>> BEGIN Material for the task
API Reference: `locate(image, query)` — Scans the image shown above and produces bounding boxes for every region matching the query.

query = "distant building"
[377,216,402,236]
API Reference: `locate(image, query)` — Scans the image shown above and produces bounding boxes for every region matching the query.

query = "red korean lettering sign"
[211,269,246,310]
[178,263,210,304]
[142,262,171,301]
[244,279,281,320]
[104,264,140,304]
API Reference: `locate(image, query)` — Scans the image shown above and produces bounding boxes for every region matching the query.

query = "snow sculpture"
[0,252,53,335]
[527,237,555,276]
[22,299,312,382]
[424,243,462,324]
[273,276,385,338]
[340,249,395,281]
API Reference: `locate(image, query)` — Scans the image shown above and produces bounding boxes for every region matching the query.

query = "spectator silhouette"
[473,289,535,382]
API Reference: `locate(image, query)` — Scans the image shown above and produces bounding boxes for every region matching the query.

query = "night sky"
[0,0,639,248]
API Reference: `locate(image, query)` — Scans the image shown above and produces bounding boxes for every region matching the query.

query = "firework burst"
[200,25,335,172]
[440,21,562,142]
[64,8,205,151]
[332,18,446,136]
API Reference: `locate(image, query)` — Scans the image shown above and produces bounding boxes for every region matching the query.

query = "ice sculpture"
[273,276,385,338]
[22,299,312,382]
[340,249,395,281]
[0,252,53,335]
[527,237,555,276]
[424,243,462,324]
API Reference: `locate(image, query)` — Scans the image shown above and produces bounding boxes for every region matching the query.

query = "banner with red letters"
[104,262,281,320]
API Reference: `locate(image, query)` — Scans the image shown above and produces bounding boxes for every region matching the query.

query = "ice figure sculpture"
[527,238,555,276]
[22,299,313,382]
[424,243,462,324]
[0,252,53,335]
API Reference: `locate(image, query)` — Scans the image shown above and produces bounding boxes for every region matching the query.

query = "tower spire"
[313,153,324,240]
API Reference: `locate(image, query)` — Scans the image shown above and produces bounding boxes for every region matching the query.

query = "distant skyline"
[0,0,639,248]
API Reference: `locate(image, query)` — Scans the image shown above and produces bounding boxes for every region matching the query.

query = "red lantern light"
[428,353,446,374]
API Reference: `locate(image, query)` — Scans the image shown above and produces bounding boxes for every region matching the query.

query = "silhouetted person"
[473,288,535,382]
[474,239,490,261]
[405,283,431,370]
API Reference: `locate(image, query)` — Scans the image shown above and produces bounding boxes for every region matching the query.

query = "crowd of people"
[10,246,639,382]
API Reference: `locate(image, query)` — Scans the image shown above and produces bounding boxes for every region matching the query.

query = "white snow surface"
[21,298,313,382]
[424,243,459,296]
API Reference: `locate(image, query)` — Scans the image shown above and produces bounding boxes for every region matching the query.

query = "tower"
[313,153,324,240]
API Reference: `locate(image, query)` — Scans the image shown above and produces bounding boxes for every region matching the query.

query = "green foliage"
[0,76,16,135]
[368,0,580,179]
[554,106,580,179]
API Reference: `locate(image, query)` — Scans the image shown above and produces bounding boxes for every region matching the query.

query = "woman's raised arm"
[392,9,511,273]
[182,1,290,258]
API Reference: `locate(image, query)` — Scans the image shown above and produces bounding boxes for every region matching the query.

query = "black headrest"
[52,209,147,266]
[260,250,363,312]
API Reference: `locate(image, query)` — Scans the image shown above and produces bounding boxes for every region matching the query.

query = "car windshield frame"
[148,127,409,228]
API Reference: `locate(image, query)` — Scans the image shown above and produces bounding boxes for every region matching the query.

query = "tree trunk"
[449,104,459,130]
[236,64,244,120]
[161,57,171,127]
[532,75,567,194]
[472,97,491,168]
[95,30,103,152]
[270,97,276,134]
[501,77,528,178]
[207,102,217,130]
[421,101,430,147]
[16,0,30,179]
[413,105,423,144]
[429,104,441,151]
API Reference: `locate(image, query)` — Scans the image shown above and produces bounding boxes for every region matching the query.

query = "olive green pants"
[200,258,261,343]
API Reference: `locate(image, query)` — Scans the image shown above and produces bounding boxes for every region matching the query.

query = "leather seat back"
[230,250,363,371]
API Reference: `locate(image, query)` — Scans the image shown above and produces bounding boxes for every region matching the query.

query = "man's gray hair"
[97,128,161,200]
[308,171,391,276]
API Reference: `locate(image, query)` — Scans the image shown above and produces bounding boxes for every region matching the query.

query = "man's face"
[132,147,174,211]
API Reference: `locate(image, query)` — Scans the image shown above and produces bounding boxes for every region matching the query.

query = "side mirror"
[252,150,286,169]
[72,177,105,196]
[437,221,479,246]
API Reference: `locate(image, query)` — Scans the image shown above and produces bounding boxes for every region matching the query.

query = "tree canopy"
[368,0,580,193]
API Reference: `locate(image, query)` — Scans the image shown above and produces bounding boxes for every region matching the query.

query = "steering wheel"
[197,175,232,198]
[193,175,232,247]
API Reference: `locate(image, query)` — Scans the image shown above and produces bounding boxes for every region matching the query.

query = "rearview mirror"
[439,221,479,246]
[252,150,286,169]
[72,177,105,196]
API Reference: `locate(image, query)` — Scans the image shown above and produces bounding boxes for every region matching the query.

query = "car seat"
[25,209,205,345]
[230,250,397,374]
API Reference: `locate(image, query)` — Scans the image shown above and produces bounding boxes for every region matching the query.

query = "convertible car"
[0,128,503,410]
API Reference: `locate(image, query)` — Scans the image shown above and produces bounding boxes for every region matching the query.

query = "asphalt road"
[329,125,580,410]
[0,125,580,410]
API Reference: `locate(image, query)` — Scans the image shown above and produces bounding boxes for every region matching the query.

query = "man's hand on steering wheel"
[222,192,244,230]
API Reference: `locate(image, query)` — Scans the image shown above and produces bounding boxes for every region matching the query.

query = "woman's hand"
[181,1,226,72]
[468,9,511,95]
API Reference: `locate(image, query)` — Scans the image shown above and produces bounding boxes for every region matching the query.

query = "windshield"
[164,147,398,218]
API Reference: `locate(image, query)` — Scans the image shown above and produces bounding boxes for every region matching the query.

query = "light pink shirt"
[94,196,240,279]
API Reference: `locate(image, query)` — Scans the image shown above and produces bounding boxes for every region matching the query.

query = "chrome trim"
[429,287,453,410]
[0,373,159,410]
>> END Material for the task
**Given problem**
Reproduce the records above verbatim, each one in full.

**Answer in full**
API Reference: `locate(image, query)` — Scans the image shown above and produces bounding boxes for every region matching the query.

query = "distant building"
[377,216,402,236]
API Reference: `locate(image, query)` — Scans the image shown above and produces bounding boxes for every region matching the query.

query = "red korean lettering sign"
[211,269,246,310]
[178,263,210,304]
[142,262,171,301]
[244,279,281,320]
[104,264,140,304]
API Reference: `locate(image, query)` — Scans the image shown above and produces bounding boxes for every region matching the query.

query = "snow sculpture"
[0,252,53,335]
[527,237,555,276]
[22,299,312,382]
[424,243,462,324]
[273,276,385,338]
[340,249,395,281]
API Reference: `locate(image, query)` — Scans the image shown above and produces bounding boxes for every region matching the query.

query = "spectator silhouette"
[473,289,535,382]
API Reference: `locate(image, query)` — Scans the image shown above and produces bounding boxes for every region matching the query.

query = "night sky"
[0,0,639,248]
API Reference: `locate(image, query)` — Scans the image shown above and produces bounding boxes for every region matching the query.

query = "firework burst"
[200,25,335,172]
[440,21,562,142]
[64,8,205,151]
[332,18,446,136]
API Reference: `locate(image, query)` — Scans the image shown above and produces bounding boxes for every region matching the query.

query = "ice sculpture"
[273,276,385,338]
[22,299,312,382]
[340,249,395,281]
[0,252,53,335]
[527,237,555,276]
[424,243,462,324]
API Reference: `locate(image, query)` — Scans the image shown above and produces bounding boxes for every region matching the query.

query = "banner with red letters"
[104,262,281,320]
API Reference: `locate(image, query)` — Scans the image shown above and produces bounding boxes for every region matching the query.

query = "ice figure sculpture"
[527,238,555,276]
[22,299,313,382]
[424,243,462,324]
[0,252,53,335]
API Reference: `locate(image, query)` — Scans the image shown above and produces bounding boxes for every region matching the query.

query = "tower spire"
[313,153,324,240]
API Reference: `locate(image, query)` — Scans the image shown above and produces bounding boxes for every region matching the query.

query = "distant skyline"
[0,0,639,248]
API Reference: `locate(image, query)` — Scans the image shown above and produces bounding boxes for every region matching the query.

query = "red lantern light"
[428,353,446,374]
API Reference: `locate(image, query)` — Scans the image shown above and produces bounding boxes for every region matching the query.

query = "silhouetted person"
[473,288,535,382]
[474,239,490,261]
[405,283,431,370]
API Reference: `locate(image, query)` — Scans the image shown above and produces bounding boxes for every region matching the query.

query = "crowd of people"
[10,246,639,382]
API Reference: `locate(image, query)` — Scans the image shown above and produces bounding boxes for every region matching the query.

query = "white snow surface"
[21,298,313,382]
[424,243,459,296]
API Reference: `locate(image, query)` — Scans the image shown above and produces bounding boxes for every region matching the query.

query = "tower"
[313,153,324,240]
API Reference: `locate(image, query)` — Scans the image shown above and produces bounding boxes for every region matching the query.

query = "green foliage"
[0,76,16,135]
[368,0,580,179]
[554,106,580,179]
API Reference: `locate(image, query)` — Scans the image shown above and produces bounding boxes for every region matching the query.

query = "woman's raised arm"
[392,9,511,273]
[182,1,290,258]
API Reference: `locate(image, query)` — Scans the image shown above and produces bounding boxes for every region matching the query.

query = "black headrest"
[52,209,147,266]
[260,250,363,312]
API Reference: `locate(image, query)` — Scans the image shown above and produces bounding boxes for every region matching the query.

query = "car windshield frame"
[148,127,409,228]
API Reference: `locate(image, query)` — Scans the image shown above and produces bounding boxes for every region matching the query.

query = "tree trunk"
[449,104,459,130]
[236,64,244,120]
[161,57,171,127]
[532,75,567,194]
[472,97,491,168]
[95,30,103,152]
[270,97,276,134]
[501,77,528,178]
[207,102,217,130]
[421,101,430,147]
[16,0,30,179]
[413,105,423,144]
[429,104,441,151]
API Reference: `locate(image, query)` — Scans the image shown above and produces bounding boxes for every region matching the query.

query = "olive green pants"
[200,258,261,343]
API Reference: `locate(image, query)` — Scans the image shown above and produces bounding boxes for every region matching the query.

query = "leather seat back"
[230,250,363,371]
API Reference: `locate(image, query)` — Scans the image shown above and produces bounding boxes for every region matching the query.

query = "man's gray hair"
[97,128,161,200]
[308,171,391,276]
API Reference: `locate(image, query)` — Scans the image shown above and produces bounding boxes for every region matching the query.

query = "man's face"
[132,147,174,211]
API Reference: `locate(image, query)` — Scans the image shown above and produces bounding boxes for every region matching the query.

query = "side mirror"
[252,150,286,169]
[72,177,105,196]
[437,221,479,246]
API Reference: `locate(image, query)` — Scans the image shown above and produces bounding boxes for every region matching the query.

query = "tree canopy"
[368,0,580,193]
API Reference: `locate(image, query)` — Scans the image shown above and produces bounding boxes for every region matching the query.

query = "steering wheel"
[197,175,232,198]
[193,175,232,247]
API Reference: `locate(image, query)` — Scans the image shown above and produces bounding boxes for every region matching the query.

query = "rearview mirror"
[439,221,479,246]
[252,150,286,169]
[72,177,105,196]
API Reference: `locate(image, query)` — Scans the image shown above and produces bounding boxes for every region matching the query.

query = "car seat"
[25,209,205,345]
[230,250,397,374]
API Reference: `locate(image, query)` — Scans the image shown above and produces bounding boxes for every region matching the query.

query = "convertible car"
[0,128,503,410]
API Reference: `locate(image, query)` — Scans the image shown above and produces bounding boxes for every region matching the query.

query = "asphalt road"
[329,125,580,410]
[0,125,580,410]
API Reference: `locate(image, query)` — Scans the image shown above and produces bounding boxes for every region matching the query.

query = "man's hand on steering wheel"
[222,192,244,230]
API Reference: `locate(image, query)` — Scans the image shown above and produces bounding boxes for every region matching the query.

query = "woman's hand"
[181,1,226,72]
[468,9,511,95]
API Reference: `locate(image, query)` — Scans the image shown above and produces bounding boxes for every region matching the query.

query = "windshield"
[164,147,398,218]
API Reference: `locate(image, query)` — Scans the image shown above and produces bounding boxes for every region matching the query.

query = "light pink shirt"
[94,196,240,279]
API Reference: `locate(image, query)` — Scans the image shown above and produces bounding boxes for every region matching the query.

query = "chrome trim"
[429,287,453,410]
[0,373,159,410]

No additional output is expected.